--- begin Data listing ---

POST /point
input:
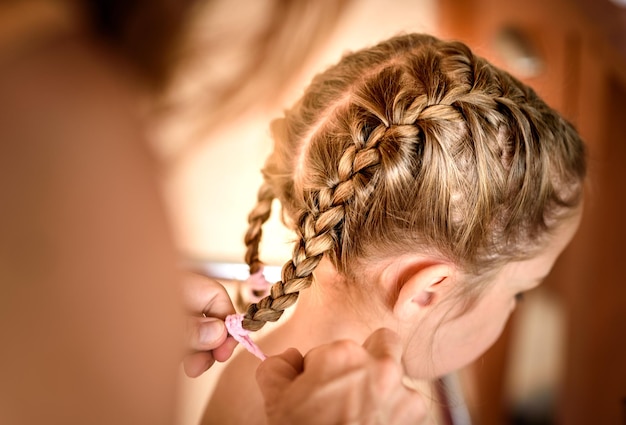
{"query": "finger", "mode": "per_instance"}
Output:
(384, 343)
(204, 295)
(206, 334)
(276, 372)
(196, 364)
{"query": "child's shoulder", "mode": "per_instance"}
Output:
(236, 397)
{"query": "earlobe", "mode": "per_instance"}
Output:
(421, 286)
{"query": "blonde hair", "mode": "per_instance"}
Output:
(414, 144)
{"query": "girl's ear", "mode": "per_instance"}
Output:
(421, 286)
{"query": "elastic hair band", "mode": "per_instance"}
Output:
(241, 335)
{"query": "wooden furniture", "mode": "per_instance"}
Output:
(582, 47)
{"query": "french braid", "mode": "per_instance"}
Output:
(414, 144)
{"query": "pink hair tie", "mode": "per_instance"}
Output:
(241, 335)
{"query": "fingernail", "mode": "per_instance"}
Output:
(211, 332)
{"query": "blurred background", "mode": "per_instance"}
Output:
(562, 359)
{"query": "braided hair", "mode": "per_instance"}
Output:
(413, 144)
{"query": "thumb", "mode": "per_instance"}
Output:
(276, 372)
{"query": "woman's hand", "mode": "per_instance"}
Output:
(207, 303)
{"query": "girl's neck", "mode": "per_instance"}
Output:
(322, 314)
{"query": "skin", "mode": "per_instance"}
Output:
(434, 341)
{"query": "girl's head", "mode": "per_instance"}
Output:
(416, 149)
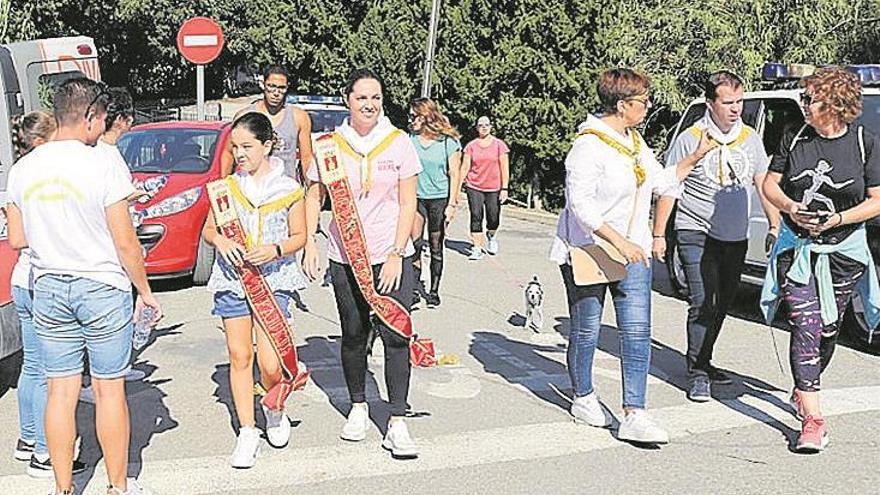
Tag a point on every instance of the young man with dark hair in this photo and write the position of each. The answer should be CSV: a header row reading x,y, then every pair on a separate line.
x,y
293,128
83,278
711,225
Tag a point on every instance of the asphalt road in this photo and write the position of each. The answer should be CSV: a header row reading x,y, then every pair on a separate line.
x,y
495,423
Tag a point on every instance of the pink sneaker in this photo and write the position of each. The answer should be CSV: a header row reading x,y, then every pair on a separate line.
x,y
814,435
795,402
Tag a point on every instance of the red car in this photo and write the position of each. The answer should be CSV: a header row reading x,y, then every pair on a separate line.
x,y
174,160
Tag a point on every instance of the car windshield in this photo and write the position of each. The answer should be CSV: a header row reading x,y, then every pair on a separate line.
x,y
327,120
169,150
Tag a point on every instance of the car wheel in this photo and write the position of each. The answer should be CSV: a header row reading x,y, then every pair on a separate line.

--- end Data listing ---

**Request:**
Repeat exactly, and only, the lines from the line with "Tag a point on every instance of the asphalt" through the end of the listing above, both ends included.

**Result below:**
Tag a point on every instance of the asphalt road in this photo and write the position of each. The answer should be CSV: a header row reading x,y, then every pair on a separate line.
x,y
495,423
Tag a point on every instance of the pink sneaker in this photo and write the position of each. The answer should be CSV: a header row reading x,y, then every pair on a separate line.
x,y
814,435
795,402
Tag a point on every instance of the red car in this photo and write the position of each. The answer should be CSV: a header row reading x,y, then every pair on a separate line.
x,y
174,160
Tag a point on every instance of the car windshield in this photo and write the position of each. The answer should be CSV: a header row reading x,y, then every pair on a separate line.
x,y
327,120
169,150
Tag a point on every instance of the car wheel in this photo and write the position of each. The answer should be CSV: a header row reading x,y, then every pair on a separate line.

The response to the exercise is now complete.